(Collected data entries)

● ● ● ● ●

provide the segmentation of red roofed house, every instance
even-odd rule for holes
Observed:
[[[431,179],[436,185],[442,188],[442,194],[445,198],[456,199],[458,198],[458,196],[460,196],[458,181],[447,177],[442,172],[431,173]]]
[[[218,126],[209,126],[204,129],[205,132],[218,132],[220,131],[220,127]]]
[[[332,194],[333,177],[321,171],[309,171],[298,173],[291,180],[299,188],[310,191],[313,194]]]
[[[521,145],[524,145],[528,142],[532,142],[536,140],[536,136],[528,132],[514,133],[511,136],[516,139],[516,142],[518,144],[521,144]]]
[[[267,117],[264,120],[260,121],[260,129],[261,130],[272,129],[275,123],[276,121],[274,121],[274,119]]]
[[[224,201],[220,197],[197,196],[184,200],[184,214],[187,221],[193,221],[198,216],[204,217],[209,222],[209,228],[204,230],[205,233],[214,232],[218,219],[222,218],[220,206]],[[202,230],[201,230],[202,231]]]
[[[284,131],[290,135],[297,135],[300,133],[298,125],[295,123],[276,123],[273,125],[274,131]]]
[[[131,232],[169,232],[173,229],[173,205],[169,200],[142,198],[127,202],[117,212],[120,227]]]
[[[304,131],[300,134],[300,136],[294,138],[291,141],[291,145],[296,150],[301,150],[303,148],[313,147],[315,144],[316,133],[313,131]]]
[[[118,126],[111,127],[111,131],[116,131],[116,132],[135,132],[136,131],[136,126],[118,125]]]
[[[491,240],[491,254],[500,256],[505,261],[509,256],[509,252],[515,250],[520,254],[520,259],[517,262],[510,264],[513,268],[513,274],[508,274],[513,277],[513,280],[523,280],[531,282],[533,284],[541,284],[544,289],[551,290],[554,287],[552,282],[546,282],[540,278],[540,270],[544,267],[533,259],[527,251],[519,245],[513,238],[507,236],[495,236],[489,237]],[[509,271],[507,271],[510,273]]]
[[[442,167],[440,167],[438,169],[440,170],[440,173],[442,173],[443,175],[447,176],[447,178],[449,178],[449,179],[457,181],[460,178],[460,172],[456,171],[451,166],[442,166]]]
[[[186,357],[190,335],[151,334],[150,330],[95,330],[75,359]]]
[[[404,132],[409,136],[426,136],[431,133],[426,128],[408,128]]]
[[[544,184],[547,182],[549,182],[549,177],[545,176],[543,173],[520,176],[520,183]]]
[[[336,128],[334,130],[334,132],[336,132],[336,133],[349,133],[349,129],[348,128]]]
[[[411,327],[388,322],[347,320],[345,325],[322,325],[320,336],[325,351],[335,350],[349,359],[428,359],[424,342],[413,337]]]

● ● ● ● ●

(Exercise description) Output the records exactly, so that each line matches what was given.

(Result for this task)
provide the segmentation of red roofed house, every instance
even-odd rule for holes
Observed:
[[[431,179],[436,185],[442,188],[442,194],[445,198],[456,199],[458,198],[458,196],[460,196],[458,181],[447,177],[442,172],[431,173]]]
[[[218,126],[209,126],[204,129],[205,132],[218,132],[220,131],[220,127]]]
[[[332,194],[333,177],[321,171],[309,171],[298,173],[291,180],[299,188],[310,191],[313,194]]]
[[[521,145],[524,145],[528,142],[532,142],[536,140],[536,136],[528,132],[514,133],[511,136],[516,139],[516,142],[518,144],[521,144]]]
[[[267,117],[264,120],[260,121],[260,129],[261,130],[272,129],[275,123],[276,121],[274,121],[274,119]]]
[[[224,201],[220,197],[197,196],[184,200],[184,214],[187,221],[193,221],[198,216],[204,217],[209,222],[209,228],[204,230],[205,233],[214,232],[218,219],[222,218],[220,206]],[[202,230],[201,230],[202,231]]]
[[[284,131],[290,135],[297,135],[300,133],[298,125],[295,123],[276,123],[273,125],[274,131]]]
[[[131,232],[169,232],[173,229],[173,205],[169,200],[142,198],[127,202],[117,212],[120,227]]]
[[[304,131],[300,134],[300,136],[294,138],[291,141],[291,145],[296,150],[301,150],[303,148],[313,147],[315,144],[316,133],[313,131]]]
[[[118,126],[111,127],[111,131],[116,131],[116,132],[135,132],[136,131],[136,126],[118,125]]]
[[[491,240],[491,254],[500,256],[505,261],[509,256],[509,252],[515,250],[520,254],[520,259],[517,262],[510,264],[513,268],[513,274],[508,274],[513,277],[513,280],[523,280],[531,282],[533,284],[541,284],[544,289],[551,290],[554,287],[552,282],[546,282],[540,278],[540,270],[544,267],[533,259],[527,251],[519,245],[513,238],[507,236],[495,236],[489,237]],[[509,271],[507,271],[510,273]]]
[[[442,167],[440,167],[438,169],[440,170],[440,173],[442,173],[443,175],[447,176],[447,178],[449,178],[449,179],[457,181],[460,178],[460,172],[456,171],[451,166],[442,166]]]
[[[186,357],[190,335],[151,334],[150,330],[95,330],[75,359]]]
[[[404,132],[409,136],[426,136],[431,133],[426,128],[408,128]]]
[[[544,184],[547,182],[549,182],[549,177],[545,176],[543,173],[520,176],[520,183]]]
[[[336,128],[334,130],[334,132],[336,132],[336,133],[349,133],[349,129],[348,128]]]
[[[411,327],[388,322],[347,320],[345,325],[322,325],[320,336],[325,351],[335,350],[349,359],[428,359],[424,342],[413,337]]]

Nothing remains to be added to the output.